All organisations will have their own industry specific issues caused by over adherence to AHT. In the Financial Services sector, where a call centre is acting under the Data Protection Act 1998, processes like ID and A (Identity and Authorization) are vital to ensure the financial security of both customers and the business itself. Pressure on AHT is very likely to cause agents to miss out on telling signs of fraud and therefore fail to act on their suspicions and inform the correct authority within their organisations.
We have mentioned before the high attrition rate suffered by contact centres (see here). One of the key factors in reducing such stress in staff members is to ease off on the AHT target allowing staff to work at their own pace and naturally relieving some of the stress caused by AHT. Contact centre agents are mostly required to sound positive on calls when talking to customers. By alleviating some of the stress caused by AHT, managers will likely improve the manner in which the agents interact with customers. While this may sound unlikely initially, it is an association that can easily be tested as agents are monitored continuously via the contact centre platform. By keeping vigilant managers can ensure quality and service standards are reached whilst agents utilise a more pleasant working environment and abuses are prevented.

### PROVIDED DATA

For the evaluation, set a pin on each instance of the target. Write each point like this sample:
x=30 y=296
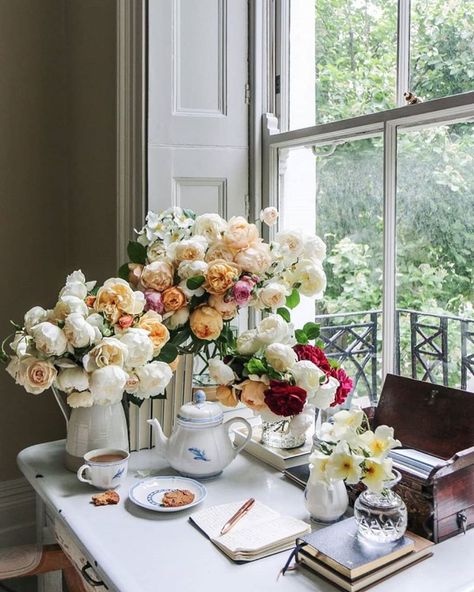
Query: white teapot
x=200 y=445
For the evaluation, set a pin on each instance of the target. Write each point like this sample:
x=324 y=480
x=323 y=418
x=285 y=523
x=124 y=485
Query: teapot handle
x=227 y=424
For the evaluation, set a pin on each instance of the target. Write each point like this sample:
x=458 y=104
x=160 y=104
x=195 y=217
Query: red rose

### WHAT TO DO
1. Rewrite the paragraph of the text on handle time targets that begins "We have mentioned before" as a short list of its main points.
2. Using the text on handle time targets, mark each statement yes or no, and quote the words from the text that decide it.
(a) ID and A stands for Identity and Authorization.
(b) Contact centre agents are monitored only occasionally.
(c) Easing off on the AHT target lets staff work at their own pace.
3. Carry on writing the text on handle time targets, picking up after its final sentence.

### THE REPLIES
1.
- Contact centres suffer a high attrition rate.
- A key way to reduce staff stress is to ease off on the AHT target so that staff can work at their own pace.
- Agents are mostly required to sound positive when talking to customers, so less AHT stress will likely improve how they interact with customers.
- This link can easily be tested, because agents are monitored continuously through the contact centre platform.
- By staying vigilant, managers can make sure quality and service standards are met and abuses are prevented while agents enjoy a more pleasant working environment.

2.
(a) Yes: "ID and A (Identity and Authorization)"
(b) No: "agents are monitored continuously via the contact centre platform"
(c) Yes: "ease off on the AHT target allowing staff to work at their own pace"

3.
Does this mean there is no point in monitoring AHT? No, of course not, AHT represents one of the best ways to benchmark agent performance and a great indicator of call load at various times. It’s simplicity and accuracy ensures that it is an effective way to monitor the performance of a call centre. It is a key metric to consider for resourcing and workforce management that impacts directly on the profitability of a call centre. Quality measurements are also vital to ensure the result of each call and that the customers query was resolved satisfactorily; with the advent of cheaper storage and faster broadband storing reviewing the information required to evaluate call quality can now be easily achieved.